What the task asks -> It is required that all of the data be written out exactly.
---- Extracted information
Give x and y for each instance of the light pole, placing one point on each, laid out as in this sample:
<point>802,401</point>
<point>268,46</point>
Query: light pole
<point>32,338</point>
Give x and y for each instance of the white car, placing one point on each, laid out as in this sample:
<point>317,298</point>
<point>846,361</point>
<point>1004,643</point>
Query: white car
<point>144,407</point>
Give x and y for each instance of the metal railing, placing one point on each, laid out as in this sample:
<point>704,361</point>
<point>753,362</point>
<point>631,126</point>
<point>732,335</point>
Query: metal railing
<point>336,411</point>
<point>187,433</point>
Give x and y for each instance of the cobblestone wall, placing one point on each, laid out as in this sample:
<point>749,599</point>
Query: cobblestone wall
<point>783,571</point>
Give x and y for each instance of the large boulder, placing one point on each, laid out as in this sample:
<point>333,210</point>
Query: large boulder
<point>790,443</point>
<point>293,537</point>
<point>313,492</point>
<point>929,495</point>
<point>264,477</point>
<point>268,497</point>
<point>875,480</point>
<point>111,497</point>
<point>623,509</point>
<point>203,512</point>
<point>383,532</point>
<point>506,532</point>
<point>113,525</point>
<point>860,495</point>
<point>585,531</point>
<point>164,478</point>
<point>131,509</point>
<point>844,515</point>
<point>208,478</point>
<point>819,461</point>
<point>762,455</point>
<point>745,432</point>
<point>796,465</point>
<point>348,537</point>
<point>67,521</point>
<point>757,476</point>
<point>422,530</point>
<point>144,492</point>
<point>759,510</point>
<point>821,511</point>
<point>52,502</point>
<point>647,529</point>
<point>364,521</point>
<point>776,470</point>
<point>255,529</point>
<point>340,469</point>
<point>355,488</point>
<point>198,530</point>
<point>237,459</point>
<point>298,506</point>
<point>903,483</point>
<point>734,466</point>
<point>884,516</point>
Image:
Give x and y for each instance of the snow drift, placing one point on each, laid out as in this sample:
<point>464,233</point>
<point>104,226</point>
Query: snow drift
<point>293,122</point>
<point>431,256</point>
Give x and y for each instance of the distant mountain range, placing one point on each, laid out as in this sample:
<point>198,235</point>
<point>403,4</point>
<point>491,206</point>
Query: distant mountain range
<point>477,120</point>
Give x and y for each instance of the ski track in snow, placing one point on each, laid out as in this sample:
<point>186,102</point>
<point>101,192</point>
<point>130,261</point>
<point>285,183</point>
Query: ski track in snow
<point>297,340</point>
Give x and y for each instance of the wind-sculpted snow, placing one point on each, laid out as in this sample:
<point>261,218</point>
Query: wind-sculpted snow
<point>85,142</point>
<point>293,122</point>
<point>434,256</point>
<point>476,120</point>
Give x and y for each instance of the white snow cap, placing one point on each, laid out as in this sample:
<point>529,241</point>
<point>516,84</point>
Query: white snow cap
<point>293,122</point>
--------
Task solution ->
Give x and y for each instance of the light pole, placing one point on each, laid out as in this sample:
<point>802,401</point>
<point>268,46</point>
Query: light pole
<point>32,338</point>
Give x and y for each instance of the white car, placing one point on each, laid out as in this sample:
<point>317,298</point>
<point>846,361</point>
<point>1004,643</point>
Query: white car
<point>144,407</point>
Give x and y for each instance of the metal railing, placing one point on each, laid out as in this sample:
<point>704,361</point>
<point>753,362</point>
<point>631,126</point>
<point>732,335</point>
Query: metal railing
<point>336,411</point>
<point>187,433</point>
Give x and y for each instance of the cobblestone wall, placing one point on each, laid out as in this sample:
<point>749,599</point>
Query: cobblestone wall
<point>783,571</point>
Give x and y for each instance of the large boulder, placing one point on each, laid out as in this sample:
<point>333,210</point>
Query: large boulder
<point>790,443</point>
<point>293,537</point>
<point>313,492</point>
<point>929,495</point>
<point>264,477</point>
<point>268,497</point>
<point>875,480</point>
<point>111,497</point>
<point>623,509</point>
<point>203,512</point>
<point>383,532</point>
<point>506,532</point>
<point>113,525</point>
<point>860,495</point>
<point>585,531</point>
<point>164,478</point>
<point>131,509</point>
<point>844,515</point>
<point>208,478</point>
<point>819,461</point>
<point>762,455</point>
<point>745,432</point>
<point>796,465</point>
<point>348,537</point>
<point>67,521</point>
<point>757,476</point>
<point>422,530</point>
<point>144,492</point>
<point>759,510</point>
<point>821,511</point>
<point>52,502</point>
<point>647,529</point>
<point>364,521</point>
<point>776,470</point>
<point>255,529</point>
<point>340,469</point>
<point>355,488</point>
<point>198,530</point>
<point>237,459</point>
<point>298,506</point>
<point>903,483</point>
<point>734,466</point>
<point>884,516</point>
Image:
Give x and y for each instance of the snow drift, placing one point on each, laid out as in this sample:
<point>464,233</point>
<point>104,226</point>
Query: snow drift
<point>293,122</point>
<point>431,256</point>
Give x and y for each instance of the distant mountain range, placing one point on each, laid out as in this sample:
<point>198,235</point>
<point>403,4</point>
<point>491,206</point>
Query: distant mountain range
<point>477,120</point>
Give x and y for each instance of the ski track in snow, placing one point on each, laid out as in this sample:
<point>186,102</point>
<point>101,192</point>
<point>130,261</point>
<point>285,183</point>
Query: ski track in snow
<point>297,340</point>
Give x and y for each instance of the wind-sculpted snow, placing one point on each, laid out as in this sample:
<point>261,218</point>
Query: wind-sculpted snow
<point>85,142</point>
<point>293,122</point>
<point>434,256</point>
<point>476,120</point>
Give x and y for each instance of the white snow cap, placing one point on each, laid out as in this sample:
<point>529,241</point>
<point>516,84</point>
Query: white snow cap
<point>293,122</point>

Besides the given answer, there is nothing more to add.